### Stated task
The required output consists solely of the lines from the line containing "Locate the red and" through the end of the records, copied exactly.

----- Entries shown

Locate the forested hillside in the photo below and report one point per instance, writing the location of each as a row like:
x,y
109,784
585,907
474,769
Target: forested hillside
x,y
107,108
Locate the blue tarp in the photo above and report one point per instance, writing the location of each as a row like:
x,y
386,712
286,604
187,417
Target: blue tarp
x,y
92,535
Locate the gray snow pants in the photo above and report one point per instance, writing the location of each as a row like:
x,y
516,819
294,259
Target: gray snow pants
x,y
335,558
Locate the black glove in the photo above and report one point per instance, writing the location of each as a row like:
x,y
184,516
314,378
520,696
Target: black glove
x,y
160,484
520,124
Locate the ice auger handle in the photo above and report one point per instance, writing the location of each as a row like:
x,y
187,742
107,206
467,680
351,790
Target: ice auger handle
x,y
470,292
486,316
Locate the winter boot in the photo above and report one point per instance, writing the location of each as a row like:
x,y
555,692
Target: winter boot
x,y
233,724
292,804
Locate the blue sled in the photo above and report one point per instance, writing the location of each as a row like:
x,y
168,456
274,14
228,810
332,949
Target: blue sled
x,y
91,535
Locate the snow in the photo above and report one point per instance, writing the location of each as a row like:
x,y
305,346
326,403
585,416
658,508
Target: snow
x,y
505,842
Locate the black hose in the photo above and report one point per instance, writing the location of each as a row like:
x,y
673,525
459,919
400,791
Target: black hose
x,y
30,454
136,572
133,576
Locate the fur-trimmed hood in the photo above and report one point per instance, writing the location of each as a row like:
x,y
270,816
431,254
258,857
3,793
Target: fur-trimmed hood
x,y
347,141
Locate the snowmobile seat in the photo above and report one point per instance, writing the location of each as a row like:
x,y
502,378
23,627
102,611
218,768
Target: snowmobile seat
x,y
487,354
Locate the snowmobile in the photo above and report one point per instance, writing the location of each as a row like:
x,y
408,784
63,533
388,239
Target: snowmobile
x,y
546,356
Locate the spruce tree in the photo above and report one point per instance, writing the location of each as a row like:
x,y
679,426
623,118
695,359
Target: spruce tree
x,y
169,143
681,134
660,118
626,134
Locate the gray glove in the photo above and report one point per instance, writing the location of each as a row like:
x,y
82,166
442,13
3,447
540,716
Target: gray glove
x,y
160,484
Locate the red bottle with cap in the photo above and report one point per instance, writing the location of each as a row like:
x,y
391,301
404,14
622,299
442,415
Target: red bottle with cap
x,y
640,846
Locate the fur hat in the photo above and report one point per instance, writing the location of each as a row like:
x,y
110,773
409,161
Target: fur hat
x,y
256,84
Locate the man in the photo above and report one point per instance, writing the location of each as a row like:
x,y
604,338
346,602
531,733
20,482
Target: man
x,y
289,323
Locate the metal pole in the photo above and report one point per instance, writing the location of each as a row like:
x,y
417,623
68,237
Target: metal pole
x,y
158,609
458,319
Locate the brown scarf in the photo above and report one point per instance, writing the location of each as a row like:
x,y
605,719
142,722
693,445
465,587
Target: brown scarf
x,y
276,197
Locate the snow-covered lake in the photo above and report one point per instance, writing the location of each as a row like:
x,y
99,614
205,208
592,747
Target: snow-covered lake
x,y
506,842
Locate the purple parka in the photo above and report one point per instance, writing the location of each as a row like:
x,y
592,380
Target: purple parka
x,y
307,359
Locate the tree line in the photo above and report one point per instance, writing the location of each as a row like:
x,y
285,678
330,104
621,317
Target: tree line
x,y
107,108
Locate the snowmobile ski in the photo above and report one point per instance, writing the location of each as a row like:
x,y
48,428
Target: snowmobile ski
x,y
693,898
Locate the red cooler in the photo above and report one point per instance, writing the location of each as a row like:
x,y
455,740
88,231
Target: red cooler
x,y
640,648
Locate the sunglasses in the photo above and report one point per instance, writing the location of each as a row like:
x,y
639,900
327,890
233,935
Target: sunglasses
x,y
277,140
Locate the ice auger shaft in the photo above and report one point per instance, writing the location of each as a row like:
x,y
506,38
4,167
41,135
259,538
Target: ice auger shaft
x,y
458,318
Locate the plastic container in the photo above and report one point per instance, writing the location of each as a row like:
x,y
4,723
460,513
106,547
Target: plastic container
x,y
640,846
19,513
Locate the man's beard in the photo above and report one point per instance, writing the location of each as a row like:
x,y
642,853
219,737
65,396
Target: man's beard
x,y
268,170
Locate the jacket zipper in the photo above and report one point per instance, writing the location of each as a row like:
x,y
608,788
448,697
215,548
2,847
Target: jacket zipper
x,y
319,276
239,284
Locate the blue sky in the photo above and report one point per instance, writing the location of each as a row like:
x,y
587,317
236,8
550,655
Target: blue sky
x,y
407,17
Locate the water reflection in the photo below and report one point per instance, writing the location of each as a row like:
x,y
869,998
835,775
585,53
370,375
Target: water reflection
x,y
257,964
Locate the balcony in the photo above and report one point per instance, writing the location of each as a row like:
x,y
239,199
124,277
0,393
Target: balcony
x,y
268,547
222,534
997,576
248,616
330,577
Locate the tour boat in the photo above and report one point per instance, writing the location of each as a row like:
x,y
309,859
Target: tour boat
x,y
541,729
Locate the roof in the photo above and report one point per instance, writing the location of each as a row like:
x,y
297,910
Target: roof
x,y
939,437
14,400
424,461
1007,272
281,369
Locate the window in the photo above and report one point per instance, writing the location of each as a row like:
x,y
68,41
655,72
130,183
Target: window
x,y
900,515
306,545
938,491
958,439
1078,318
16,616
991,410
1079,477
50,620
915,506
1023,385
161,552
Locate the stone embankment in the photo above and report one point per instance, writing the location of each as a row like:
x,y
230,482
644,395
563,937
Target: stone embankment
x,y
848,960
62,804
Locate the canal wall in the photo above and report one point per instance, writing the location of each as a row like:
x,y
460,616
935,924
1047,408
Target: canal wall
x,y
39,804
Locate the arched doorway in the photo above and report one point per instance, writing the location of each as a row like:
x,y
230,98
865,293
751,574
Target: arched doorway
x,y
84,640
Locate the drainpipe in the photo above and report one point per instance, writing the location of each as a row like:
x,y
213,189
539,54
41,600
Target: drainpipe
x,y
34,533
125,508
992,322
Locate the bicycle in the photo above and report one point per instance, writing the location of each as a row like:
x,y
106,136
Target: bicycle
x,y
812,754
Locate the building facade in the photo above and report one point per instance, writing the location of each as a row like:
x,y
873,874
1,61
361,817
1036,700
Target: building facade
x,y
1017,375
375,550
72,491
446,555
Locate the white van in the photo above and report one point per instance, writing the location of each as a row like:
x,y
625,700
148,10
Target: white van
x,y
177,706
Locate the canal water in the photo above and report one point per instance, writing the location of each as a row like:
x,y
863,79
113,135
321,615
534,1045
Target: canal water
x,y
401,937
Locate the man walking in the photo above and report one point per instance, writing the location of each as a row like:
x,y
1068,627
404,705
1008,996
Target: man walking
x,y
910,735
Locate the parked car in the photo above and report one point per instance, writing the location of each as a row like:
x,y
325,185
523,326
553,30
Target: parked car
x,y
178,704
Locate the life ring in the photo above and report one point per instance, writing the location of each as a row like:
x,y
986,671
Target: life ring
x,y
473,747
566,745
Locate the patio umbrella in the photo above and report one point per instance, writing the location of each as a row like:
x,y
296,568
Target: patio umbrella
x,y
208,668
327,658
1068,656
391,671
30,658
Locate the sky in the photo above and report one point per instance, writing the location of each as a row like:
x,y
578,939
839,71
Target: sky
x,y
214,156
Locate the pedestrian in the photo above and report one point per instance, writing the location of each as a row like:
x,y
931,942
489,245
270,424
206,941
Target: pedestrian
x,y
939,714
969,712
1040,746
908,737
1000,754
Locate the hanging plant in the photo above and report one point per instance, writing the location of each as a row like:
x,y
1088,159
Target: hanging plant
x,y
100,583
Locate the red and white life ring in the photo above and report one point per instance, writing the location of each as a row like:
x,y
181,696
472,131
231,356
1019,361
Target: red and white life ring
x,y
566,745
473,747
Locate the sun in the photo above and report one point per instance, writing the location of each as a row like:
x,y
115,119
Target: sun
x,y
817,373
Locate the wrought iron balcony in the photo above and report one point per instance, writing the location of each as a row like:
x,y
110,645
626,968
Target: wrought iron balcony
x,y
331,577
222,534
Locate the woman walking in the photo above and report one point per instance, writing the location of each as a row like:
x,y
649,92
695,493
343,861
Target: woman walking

----------

### Finished task
Locate the red and white life ring in the photo above and report one point per instance, writing the location of each as a row like:
x,y
181,696
472,131
231,356
1019,361
Target: red and white life ring
x,y
566,745
473,747
Locate the sun in the photo above and report one point per instance, writing the location of each as a row like:
x,y
115,119
Target: sun
x,y
817,373
Locate the wrought iron balcony in the photo above and report one point per instance, writing the location of each as a row like:
x,y
110,645
626,968
Target: wrought iron balcony
x,y
331,577
222,534
Locate the woman walking in the photo above and report one point per instance, writing the location of each as a row like:
x,y
649,92
695,493
343,861
Target: woman walking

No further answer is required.